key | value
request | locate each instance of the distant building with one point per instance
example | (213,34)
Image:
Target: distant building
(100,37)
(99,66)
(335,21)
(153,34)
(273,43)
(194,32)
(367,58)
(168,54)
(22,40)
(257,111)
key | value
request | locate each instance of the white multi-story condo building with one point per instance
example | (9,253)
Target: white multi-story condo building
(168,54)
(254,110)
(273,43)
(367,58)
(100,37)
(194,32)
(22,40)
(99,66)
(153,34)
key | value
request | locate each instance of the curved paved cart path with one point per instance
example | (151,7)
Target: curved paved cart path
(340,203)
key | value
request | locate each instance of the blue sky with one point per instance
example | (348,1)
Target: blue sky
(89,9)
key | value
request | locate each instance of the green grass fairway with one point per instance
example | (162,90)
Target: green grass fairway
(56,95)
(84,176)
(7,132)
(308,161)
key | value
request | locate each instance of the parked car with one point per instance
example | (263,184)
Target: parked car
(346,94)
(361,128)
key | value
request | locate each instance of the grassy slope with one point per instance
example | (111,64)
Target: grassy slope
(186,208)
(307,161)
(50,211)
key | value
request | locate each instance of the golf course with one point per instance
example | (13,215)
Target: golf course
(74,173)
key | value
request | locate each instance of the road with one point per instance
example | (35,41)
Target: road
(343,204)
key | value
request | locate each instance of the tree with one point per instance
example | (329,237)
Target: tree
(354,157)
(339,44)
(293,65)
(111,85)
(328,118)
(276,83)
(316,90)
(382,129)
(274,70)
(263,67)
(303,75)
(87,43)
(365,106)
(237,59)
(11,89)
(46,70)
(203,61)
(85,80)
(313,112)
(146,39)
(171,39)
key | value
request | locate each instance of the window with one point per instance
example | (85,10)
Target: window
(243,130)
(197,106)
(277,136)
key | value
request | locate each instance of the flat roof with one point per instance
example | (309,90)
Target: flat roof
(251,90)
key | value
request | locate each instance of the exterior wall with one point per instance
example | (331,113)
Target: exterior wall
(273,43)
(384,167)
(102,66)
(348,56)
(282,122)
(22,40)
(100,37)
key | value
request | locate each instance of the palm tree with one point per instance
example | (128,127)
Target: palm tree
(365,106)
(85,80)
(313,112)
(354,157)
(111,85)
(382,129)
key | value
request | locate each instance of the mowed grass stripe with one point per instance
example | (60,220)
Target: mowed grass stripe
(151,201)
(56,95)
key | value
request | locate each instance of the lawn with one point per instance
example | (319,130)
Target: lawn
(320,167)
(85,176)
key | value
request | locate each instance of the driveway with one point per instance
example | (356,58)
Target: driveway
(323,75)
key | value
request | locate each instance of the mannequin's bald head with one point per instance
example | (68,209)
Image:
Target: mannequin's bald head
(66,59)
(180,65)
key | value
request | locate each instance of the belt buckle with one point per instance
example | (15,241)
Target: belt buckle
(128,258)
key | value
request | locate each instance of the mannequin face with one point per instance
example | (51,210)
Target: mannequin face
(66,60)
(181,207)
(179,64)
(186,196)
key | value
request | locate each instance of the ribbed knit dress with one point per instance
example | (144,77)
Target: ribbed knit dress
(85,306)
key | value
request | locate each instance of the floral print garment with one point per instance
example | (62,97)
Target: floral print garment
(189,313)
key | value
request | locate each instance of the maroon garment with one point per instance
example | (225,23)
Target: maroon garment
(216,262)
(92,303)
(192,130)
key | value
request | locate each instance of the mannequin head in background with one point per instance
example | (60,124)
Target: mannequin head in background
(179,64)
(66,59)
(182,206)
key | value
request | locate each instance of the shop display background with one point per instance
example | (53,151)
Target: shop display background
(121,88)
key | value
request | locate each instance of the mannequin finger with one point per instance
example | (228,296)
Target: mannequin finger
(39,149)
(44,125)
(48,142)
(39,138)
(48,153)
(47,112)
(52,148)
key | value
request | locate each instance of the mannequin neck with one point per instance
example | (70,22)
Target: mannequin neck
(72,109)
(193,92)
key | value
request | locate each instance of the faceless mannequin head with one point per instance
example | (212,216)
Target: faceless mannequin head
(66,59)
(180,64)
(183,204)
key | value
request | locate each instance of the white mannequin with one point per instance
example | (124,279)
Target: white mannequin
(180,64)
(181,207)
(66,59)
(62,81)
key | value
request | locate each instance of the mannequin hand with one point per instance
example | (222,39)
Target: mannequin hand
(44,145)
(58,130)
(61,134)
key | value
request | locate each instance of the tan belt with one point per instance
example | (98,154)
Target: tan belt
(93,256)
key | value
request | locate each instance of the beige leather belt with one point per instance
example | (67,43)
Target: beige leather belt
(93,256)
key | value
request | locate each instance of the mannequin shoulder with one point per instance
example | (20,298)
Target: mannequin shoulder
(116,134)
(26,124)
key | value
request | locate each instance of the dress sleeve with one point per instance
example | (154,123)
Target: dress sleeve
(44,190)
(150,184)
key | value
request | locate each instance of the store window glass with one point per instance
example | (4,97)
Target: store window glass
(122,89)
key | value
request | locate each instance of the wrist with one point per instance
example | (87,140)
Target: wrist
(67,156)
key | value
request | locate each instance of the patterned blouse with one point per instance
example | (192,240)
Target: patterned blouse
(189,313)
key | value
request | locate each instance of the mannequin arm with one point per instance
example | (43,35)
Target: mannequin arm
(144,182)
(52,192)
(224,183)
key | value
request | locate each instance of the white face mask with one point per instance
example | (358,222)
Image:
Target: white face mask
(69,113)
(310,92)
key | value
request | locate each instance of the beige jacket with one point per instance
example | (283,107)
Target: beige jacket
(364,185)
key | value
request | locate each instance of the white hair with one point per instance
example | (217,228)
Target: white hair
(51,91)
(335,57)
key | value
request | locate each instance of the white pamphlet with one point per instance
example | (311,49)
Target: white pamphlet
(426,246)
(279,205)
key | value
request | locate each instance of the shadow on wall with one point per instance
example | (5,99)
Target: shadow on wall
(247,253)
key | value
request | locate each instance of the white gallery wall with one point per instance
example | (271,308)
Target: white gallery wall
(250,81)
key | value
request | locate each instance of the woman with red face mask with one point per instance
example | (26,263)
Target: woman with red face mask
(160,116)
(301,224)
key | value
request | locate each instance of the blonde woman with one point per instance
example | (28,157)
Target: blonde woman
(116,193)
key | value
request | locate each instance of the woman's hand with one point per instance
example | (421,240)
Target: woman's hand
#####
◆ Written problem
The entries above must be returned exactly.

◆ Final result
key | value
request | locate each instance of the distant building with one point per instance
example | (213,34)
Image:
Target: distant building
(100,37)
(99,66)
(335,21)
(153,34)
(273,43)
(194,32)
(367,58)
(168,54)
(22,40)
(257,111)
key | value
request | locate each instance of the white multi-story condo building with one point per instance
example | (9,253)
Target: white multi-story condo building
(168,54)
(254,110)
(273,43)
(367,58)
(100,37)
(194,32)
(22,40)
(99,66)
(153,34)
key | value
request | locate each instance of the curved paved cart path with one point per instance
example | (151,7)
Target: curved paved cart path
(340,203)
key | value
request | locate each instance of the blue sky with one point per instance
example | (348,1)
Target: blue sky
(89,9)
key | value
request | locate each instance of the green grass fairway with one point per instance
example | (162,90)
Target: green grass fairway
(56,95)
(84,176)
(7,132)
(308,161)
key | value
request | locate each instance of the parked car with one point per instance
example | (263,184)
Target: parked car
(346,94)
(361,128)
key | value
request | locate each instance of the grassy slope with one point per instance
example | (111,64)
Target: grassy slope
(186,208)
(307,161)
(50,211)
key | value
request | locate each instance of the golf course with one point per instance
example | (13,215)
Target: golf course
(74,173)
key | value
request | locate each instance of the road with one point per instance
example | (35,41)
Target: road
(343,204)
key | value
request | locate each instance of the tree with one point per instance
example | (329,237)
Target: tree
(354,157)
(339,44)
(293,65)
(111,85)
(328,118)
(276,83)
(316,90)
(382,129)
(274,70)
(263,67)
(303,75)
(87,43)
(365,106)
(237,59)
(11,89)
(46,70)
(203,61)
(85,80)
(313,112)
(146,39)
(171,39)
key | value
request | locate each instance of the window with one point per instance
example | (85,10)
Target: window
(243,130)
(197,106)
(277,136)
key | value
request | locate each instance of the flat roof with one point per instance
example | (309,90)
Target: flat roof
(251,90)
key | value
request | locate each instance of the exterior wall with one point per instance
example | (331,113)
Target: exterior wall
(273,43)
(384,167)
(102,66)
(348,56)
(282,122)
(22,40)
(100,37)
key | value
request | locate each instance of the palm tree with one point per instance
example | (128,127)
Target: palm tree
(365,106)
(85,80)
(313,112)
(354,157)
(111,85)
(382,129)
key | value
request | locate each instance of the mowed grass stripe with one point per instance
example | (60,220)
Target: mowed grass stripe
(151,201)
(56,95)
key | value
request | locate each instance of the lawn with one point per instance
example | (319,130)
Target: lawn
(320,167)
(85,176)
key | value
request | locate each instance of the driveway with one point per instance
example | (356,58)
Target: driveway
(323,75)
key | value
request | locate each instance of the mannequin's bald head with one point per instance
example | (68,209)
Image:
Target: mannequin's bald head
(66,59)
(180,65)
key | value
request | locate each instance of the belt buckle with one point per instance
example | (15,241)
Target: belt buckle
(128,258)
key | value
request | locate each instance of the mannequin face with one point per instance
example | (51,210)
Target: mannequin face
(66,60)
(181,207)
(179,64)
(186,196)
key | value
request | locate each instance of the ribbed knit dress with one point per instance
example | (144,77)
Target: ribbed knit dress
(85,306)
key | value
request | locate each instance of the floral print garment with one point per instance
example | (62,97)
Target: floral print garment
(189,313)
key | value
request | locate each instance of the maroon garment with one point per instance
example | (225,23)
Target: maroon garment
(216,262)
(92,303)
(192,130)
key | value
request | locate each instance of the mannequin head in background with one point per instance
example | (60,124)
Target: mannequin head in background
(179,64)
(66,59)
(182,206)
key | value
request | locate each instance of the shop display background with one point per instance
example | (53,151)
Target: shop display background
(121,88)
key | value
request | locate each instance of the mannequin finger with one point per instance
example | (228,296)
Target: mannequin finger
(39,149)
(44,125)
(48,142)
(39,138)
(48,153)
(47,112)
(52,148)
key | value
request | locate each instance of the mannequin neck with one point per instance
example | (70,22)
Target: mannequin neck
(72,109)
(193,92)
key | value
request | locate each instance of the faceless mannequin head with one point per instance
example | (212,216)
Target: faceless mannequin head
(66,59)
(180,64)
(183,204)
key | value
request | locate each instance of the white mannequin with one point per instance
example | (124,279)
Target: white mannequin
(180,64)
(181,207)
(66,59)
(62,81)
key | value
request | locate each instance of the mannequin hand with one point per instance
example | (222,39)
Target: mannequin hand
(44,145)
(58,130)
(61,134)
key | value
request | locate each instance of the tan belt with one point per instance
example | (98,154)
Target: tan belt
(93,256)
key | value
request | locate each instance of the beige leather belt with one point per instance
example | (67,43)
Target: beige leather belt
(93,256)
key | value
request | locate each instance of the mannequin shoulder with one point per instance
example | (20,298)
Target: mannequin shoulder
(116,134)
(26,124)
key | value
request | locate each instance of the dress sleeve with one point per instance
example | (154,123)
Target: dress sleeve
(44,190)
(150,184)
key | value
request | locate each instance of the store window glass with one point per instance
example | (4,97)
Target: store window glass
(122,89)
key | value
request | locate each instance of the wrist with one point per instance
example | (87,140)
Target: wrist
(67,156)
key | value
request | locate each instance of the patterned blouse with one point per instance
example | (192,240)
Target: patterned blouse
(189,313)
key | value
request | locate each instance of the mannequin arm with one point per instance
example | (43,35)
Target: mannequin arm
(144,182)
(52,192)
(224,183)
key | value
request | locate each instance of the white face mask with one point per instance
example | (358,222)
Image:
Target: white face mask
(69,113)
(310,92)
key | value
request | locate each instance of the beige jacket with one point per instance
example | (283,107)
Target: beige jacket
(364,185)
key | value
request | locate each instance of the white hair with one point per instance
example | (217,228)
Target: white hair
(51,91)
(335,57)
key | value
request | locate each instance of the white pamphlet with one point per instance
example | (311,49)
Target: white pamphlet
(426,246)
(279,205)
key | value
request | locate each instance of the shadow on wall with one point per instance
example | (5,99)
Target: shadow on wall
(247,253)
key | value
request | locate each instance of the white gallery wall with one point per instance
example | (271,308)
Target: white gallery wall
(250,81)
key | value
request | locate each instance of the woman with red face mask with one point per instance
example | (26,263)
Target: woman with red face mask
(160,116)
(301,224)
key | value
request | locate each instance of the blonde woman with one point per instance
example | (28,157)
Target: blonde woman
(116,193)
key | value
request | locate each instance of the woman's hand with one point per instance
example | (421,240)
Target: woman's hand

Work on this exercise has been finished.